■ **ORIENTAÇÃO A**:
Responda às perguntas abaixo com base no relato sobre a oficina escolar.
(i) Segundo a professora, de que dependeria a existência na escola de tudo o que foi proposto na lista?
(ii) Dos 26 alunos, quantos não tinham celular do tipo smartphone?
(iii) Como Simondon (2007) vê a tecnologia?
■ **ORIENTAÇÃO B**:
Extraia do relato sobre a oficina escolar, sem nenhuma alteração, o trecho que começa em "Na oficina, depois" e termina em "presente na lista.".

■ **TRECHO FORNECIDO**:
++++++++++

Na oficina, depois de um diálogo rico sobre cada uma das respostas sobre 'o pensar a escola' propus que naquele momento eles pensassem um pouco sobre tudo que gostariam de viver naquela escola, naquele ano. Alguns alunos riram e disseram, "a professora não sabe de nada", "a gente não pode fazer o que quer na escola", "a gente segue regras". Continuei, "então, vamos tentar inventar outros modos de estar na escola". E, para a surpresa dos estudantes, após uma lista formulada na conversa, afirmei que tudo aquilo proposto era possível existir na escola, mas que dependeria do envolvimento de todos ali presentes neste projeto que faríamos. Neste contexto, o silêncio foi total, e, como a estrutura física da escola era limitada, ninguém acreditava na possibilidade de viver tudo aquilo presente na lista.

Aqui, a pedagogia da Esperança de Freire, visitava a minha mente, a esperança, não como espera, mas como ação, como forma de acreditar, de agir, de associar teoria, prática e desejo, porque a "[...] esperança é necessária, mas não é suficiente. Ela, só, não ganha a luta, mas sem ela a luta fraqueja e titubeia [...] Enquanto necessidade ontológica a esperança precisa da prática para tornar-se concretude histórica" (Freire, 1992, p. 05).

Nesta experiência, apesar dos estudantes serem de classes populares, sem muitos recursos financeiros, percebi que dos 26 alunos, apenas 3 não tinham celular do tipo smartphone, mesmo assim, estes três alunos afirmaram que costumavam usar o celular do pai ou da mãe. Assim, pensei: por que não fazer dessas tecnologias dispositivos de aprendizagem e subjetivação? Simondon (2007) vê a tecnologia como extensão da ação humana, como constituinte da história e do devir das pessoas. Neste sentido, as multimídias presentes nos telefones móveis dos alunos passaram a ser utilizadas nas aulas como potência para a alfabetização, comunicação e subjetivação. Sobre isso, Freire (1996, p. 97) afirma que acredita no "[...]enorme potencial de estímulos e desafios à curiosidade que a tecnologia põe a serviço das crianças e dos adolescentes".

++++++++++

■ **REGISTROS EXTRAÍDOS**:

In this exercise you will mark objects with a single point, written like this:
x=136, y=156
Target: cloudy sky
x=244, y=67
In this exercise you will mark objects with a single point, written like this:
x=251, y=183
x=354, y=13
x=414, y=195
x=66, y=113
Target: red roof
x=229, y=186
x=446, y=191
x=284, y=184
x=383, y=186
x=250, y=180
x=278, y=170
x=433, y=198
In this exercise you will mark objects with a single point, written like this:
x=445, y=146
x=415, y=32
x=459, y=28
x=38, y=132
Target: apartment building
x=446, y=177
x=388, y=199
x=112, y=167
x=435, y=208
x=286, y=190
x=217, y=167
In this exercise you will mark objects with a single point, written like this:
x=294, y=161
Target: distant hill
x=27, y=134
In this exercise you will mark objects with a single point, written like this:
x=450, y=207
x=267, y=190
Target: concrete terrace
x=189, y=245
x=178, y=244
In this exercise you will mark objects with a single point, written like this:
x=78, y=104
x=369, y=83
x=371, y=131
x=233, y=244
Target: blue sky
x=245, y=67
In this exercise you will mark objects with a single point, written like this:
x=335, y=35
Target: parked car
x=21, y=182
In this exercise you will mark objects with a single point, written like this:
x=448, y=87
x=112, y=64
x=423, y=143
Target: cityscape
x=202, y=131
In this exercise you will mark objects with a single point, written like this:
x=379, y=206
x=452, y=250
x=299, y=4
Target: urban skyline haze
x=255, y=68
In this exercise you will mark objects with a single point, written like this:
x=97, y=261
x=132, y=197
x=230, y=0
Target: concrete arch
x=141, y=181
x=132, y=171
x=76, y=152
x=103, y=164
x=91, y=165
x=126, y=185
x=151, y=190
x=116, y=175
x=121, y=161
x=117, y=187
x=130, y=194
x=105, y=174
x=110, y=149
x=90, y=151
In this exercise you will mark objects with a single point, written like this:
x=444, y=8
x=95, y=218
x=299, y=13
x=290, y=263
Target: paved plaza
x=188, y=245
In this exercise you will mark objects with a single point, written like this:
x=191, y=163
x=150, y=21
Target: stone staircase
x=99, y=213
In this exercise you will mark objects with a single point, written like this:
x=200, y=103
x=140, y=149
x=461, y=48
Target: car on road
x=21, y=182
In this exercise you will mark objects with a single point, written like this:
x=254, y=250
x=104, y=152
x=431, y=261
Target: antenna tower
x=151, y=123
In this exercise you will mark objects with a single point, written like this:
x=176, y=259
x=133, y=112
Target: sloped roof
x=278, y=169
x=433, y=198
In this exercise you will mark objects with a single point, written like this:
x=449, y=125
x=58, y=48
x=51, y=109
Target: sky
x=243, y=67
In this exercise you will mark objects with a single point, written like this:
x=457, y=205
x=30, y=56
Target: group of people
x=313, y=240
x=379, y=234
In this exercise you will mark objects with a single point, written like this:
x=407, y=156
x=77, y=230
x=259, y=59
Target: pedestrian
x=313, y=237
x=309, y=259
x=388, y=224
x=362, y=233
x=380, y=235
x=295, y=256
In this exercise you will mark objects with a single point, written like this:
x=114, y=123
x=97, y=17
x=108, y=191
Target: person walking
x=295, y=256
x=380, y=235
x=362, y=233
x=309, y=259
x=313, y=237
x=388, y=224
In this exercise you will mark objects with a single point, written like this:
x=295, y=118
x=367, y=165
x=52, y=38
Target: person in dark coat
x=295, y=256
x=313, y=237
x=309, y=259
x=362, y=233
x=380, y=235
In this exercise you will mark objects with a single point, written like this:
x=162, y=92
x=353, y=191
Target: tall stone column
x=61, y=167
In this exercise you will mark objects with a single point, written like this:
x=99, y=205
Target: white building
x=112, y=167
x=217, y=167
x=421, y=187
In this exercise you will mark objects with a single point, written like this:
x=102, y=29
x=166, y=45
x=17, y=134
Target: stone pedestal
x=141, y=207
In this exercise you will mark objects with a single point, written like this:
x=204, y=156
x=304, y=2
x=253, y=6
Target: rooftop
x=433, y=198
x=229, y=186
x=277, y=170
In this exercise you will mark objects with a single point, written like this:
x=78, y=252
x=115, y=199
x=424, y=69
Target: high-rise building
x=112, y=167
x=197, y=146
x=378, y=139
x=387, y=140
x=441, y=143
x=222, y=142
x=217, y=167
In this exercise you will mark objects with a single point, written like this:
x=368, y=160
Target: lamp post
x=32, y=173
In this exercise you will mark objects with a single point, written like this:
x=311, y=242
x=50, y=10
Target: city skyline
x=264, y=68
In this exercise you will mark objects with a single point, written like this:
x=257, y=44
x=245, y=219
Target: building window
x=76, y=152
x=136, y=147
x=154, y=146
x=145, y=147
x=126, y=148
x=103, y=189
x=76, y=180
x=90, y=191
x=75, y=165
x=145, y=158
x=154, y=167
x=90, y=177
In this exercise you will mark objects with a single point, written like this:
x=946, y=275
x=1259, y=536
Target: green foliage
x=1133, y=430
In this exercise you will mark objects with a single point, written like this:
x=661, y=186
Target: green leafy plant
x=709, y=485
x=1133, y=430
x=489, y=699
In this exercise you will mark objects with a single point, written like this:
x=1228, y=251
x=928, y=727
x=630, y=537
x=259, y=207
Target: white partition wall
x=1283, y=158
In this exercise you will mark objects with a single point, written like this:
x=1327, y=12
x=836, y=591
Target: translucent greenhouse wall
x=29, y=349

++++++++++

■ **RESULTADO FINAL A**:
(i) Do envolvimento de todos os presentes no projeto que fariam.
(ii) Três alunos.
(iii) Como extensão da ação humana e como constituinte da história e do devir das pessoas.

■ **RESULTADO FINAL B**:
Na oficina, depois de um diálogo rico sobre cada uma das respostas sobre 'o pensar a escola' propus que naquele momento eles pensassem um pouco sobre tudo que gostariam de viver naquela escola, naquele ano. Alguns alunos riram e disseram, "a professora não sabe de nada", "a gente não pode fazer o que quer na escola", "a gente segue regras". Continuei, "então, vamos tentar inventar outros modos de estar na escola". E, para a surpresa dos estudantes, após uma lista formulada na conversa, afirmei que tudo aquilo proposto era possível existir na escola, mas que dependeria do envolvimento de todos ali presentes neste projeto que faríamos. Neste contexto, o silêncio foi total, e, como a estrutura física da escola era limitada, ninguém acreditava na possibilidade de viver tudo aquilo presente na lista.